===== Source text
Saturday, January 31, 2009

Sister vs Brother


Here are the best pictures I could imagine to depict the differences between our 2 children. We went to the fish hatchery at the Nimbus Dam. The kids each had a cup of food to feed the rainbow trout. Emmie delicately sprinkled a few pellets of her food at a time with grace and flair. Clay chucked his food all at once with extreme gusto and a grunt. Having a boy and a girl so close in age helps me appreciate the differences between them. I could never choose one over the other and I'm sure glad we get to experience both.

Trip to the Doctor


We took the kids to visit the doctor. The nurse asked them to take their clothes off and gave them sheets to cover up. She told them they were capes. Instead of wearing them Superman style they wore them Little Red Riding Hood style. By the time the doctor came in they were wadded up in a ball on the floor and the kids were bouncing around in their underwear. The kids are healthy as ever.

Here is Clay showing off his band aids and muscles. We told the kids the blood pressure cuff was checking for muscles. Clay had to have his kindergarten shots. Can you believe it's already time to register him for school beginning in August? Scott told him shots were something all cowboys and army guys needed to get. Clay had 4 shots in his arms! He was so brave and didn't even flinch for the first 3. The last one was a doozy and put him over the edge. The one with tetanus is the most painful of all of them.

We took the kids to Mimi's for lunch for being so brave. Clay's poor arms were so sore he couldn't lift them. I had to feed him like I would a baby. He actually really enjoyed that and ate a ton. When I was trying to eat a bit myself he was impatient and tried to eat without help.
The poor guy broke out in a rash at bedtime. Then he was up in the middle of the night shaky, feverish and feeling like he was going to throw up. He was sick the next 2 days. He's always been sensitive to everything. When he had the chicken pox shot when he was 1 1/2 he actually broke out in chicken pox. It just doesn't seem fair. But now he's ready for kindergarten and he can't wait!

Thursday, January 29, 2009

Clay's Hot Wheels

Clay used his gift card money from Uncle Bernie to buy a skateboard at Target. He was thrilled. He has been saving the card for just the right thing. Here it is! He's hot stuff inside the house. He's not quite ready to don the whole protective gear. It is a little cumbersome on a little guy like him. He wanted a butt pad which is probably a good idea but they just don't make those. I used 2 knee pads and put one in front and one in back. They fit surprisingly well hooked together. Clay seemed happy with this solution. He wanted one for his face but we just couldn't get that to work. The wrist guards overlap the elbow pads so he was awkward and he felt itchy. If he's itchy he's done. We let him do tricks without the gear and we'll be sure to protect him when he's ready to hit the streets.By the way he chose the music. It seems to work.
==========
===== Extracted data
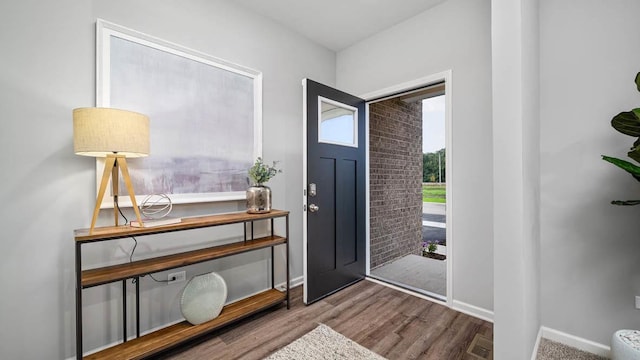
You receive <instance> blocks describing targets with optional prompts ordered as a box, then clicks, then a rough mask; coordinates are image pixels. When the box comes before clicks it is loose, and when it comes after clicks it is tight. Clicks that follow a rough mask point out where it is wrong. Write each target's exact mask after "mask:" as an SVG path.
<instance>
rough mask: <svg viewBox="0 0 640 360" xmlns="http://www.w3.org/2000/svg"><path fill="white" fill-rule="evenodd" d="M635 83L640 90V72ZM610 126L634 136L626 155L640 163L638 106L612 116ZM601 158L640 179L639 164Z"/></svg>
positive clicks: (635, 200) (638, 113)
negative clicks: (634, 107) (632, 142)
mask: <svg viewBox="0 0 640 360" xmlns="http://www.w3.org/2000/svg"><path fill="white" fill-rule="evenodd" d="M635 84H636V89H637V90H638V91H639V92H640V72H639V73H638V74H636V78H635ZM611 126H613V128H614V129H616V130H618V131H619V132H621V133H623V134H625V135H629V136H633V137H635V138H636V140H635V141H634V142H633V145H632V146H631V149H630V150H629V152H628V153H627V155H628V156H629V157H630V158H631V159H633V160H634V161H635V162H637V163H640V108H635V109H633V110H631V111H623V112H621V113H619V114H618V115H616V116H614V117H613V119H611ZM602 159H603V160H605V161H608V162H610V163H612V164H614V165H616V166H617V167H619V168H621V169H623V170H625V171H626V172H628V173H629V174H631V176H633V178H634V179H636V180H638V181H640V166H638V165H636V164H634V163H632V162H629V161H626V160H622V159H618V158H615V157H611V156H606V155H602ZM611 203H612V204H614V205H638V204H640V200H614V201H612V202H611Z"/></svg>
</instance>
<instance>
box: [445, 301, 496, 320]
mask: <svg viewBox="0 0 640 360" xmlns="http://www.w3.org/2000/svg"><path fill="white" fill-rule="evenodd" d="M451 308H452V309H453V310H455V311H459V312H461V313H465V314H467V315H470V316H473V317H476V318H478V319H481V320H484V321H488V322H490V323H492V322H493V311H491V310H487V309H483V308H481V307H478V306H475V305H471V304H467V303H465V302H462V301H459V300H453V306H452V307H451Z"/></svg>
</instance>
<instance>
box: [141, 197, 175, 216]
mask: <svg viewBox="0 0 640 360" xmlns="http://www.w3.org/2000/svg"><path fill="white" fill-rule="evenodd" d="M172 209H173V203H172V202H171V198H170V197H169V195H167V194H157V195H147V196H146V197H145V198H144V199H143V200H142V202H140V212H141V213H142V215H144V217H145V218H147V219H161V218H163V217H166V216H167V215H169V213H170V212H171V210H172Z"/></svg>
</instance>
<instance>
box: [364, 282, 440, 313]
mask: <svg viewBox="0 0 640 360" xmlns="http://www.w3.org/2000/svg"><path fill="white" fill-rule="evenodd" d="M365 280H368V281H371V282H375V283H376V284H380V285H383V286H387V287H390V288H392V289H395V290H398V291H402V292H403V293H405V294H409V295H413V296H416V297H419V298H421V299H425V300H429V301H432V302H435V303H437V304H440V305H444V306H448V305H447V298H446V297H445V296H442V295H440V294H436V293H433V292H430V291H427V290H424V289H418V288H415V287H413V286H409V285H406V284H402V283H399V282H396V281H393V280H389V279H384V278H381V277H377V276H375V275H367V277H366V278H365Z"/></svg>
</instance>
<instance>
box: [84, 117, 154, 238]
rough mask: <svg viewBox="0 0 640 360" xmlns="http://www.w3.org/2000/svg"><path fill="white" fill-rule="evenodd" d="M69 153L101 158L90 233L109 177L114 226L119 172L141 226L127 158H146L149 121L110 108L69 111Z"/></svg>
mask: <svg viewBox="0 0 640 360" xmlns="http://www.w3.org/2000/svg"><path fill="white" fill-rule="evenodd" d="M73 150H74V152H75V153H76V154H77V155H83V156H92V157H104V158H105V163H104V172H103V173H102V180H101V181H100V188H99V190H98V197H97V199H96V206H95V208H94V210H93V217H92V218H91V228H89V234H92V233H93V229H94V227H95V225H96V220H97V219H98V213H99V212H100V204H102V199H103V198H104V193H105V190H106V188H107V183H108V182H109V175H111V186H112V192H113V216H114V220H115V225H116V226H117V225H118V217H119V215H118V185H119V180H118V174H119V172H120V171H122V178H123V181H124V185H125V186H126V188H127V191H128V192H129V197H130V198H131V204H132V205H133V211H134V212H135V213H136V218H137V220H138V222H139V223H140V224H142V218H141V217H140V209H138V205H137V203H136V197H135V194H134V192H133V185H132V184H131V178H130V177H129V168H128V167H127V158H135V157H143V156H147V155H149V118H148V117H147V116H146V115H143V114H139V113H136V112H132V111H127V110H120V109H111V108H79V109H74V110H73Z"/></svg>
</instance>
==========
Task item A:
Return the passage of the family blog from "The poor guy" to "he can't wait!", copied word for word.
Task item B:
Locate every line in the entries that contains the string "clicks", matching case, and copy each of those lines in full.
The family blog and the saved data entries are unrelated material.

Task response A:
The poor guy broke out in a rash at bedtime. Then he was up in the middle of the night shaky, feverish and feeling like he was going to throw up. He was sick the next 2 days. He's always been sensitive to everything. When he had the chicken pox shot when he was 1 1/2 he actually broke out in chicken pox. It just doesn't seem fair. But now he's ready for kindergarten and he can't wait!

Task response B:
You receive <instance> blocks describing targets with optional prompts ordered as a box, then clicks, then a rough mask; coordinates are image pixels. When the box comes before clicks it is loose, and when it comes after clicks it is tight. Clicks that follow a rough mask point out where it is wrong. Write each target's exact mask after "mask:" as an SVG path.
positive clicks: (635, 200) (638, 113)
negative clicks: (634, 107) (632, 142)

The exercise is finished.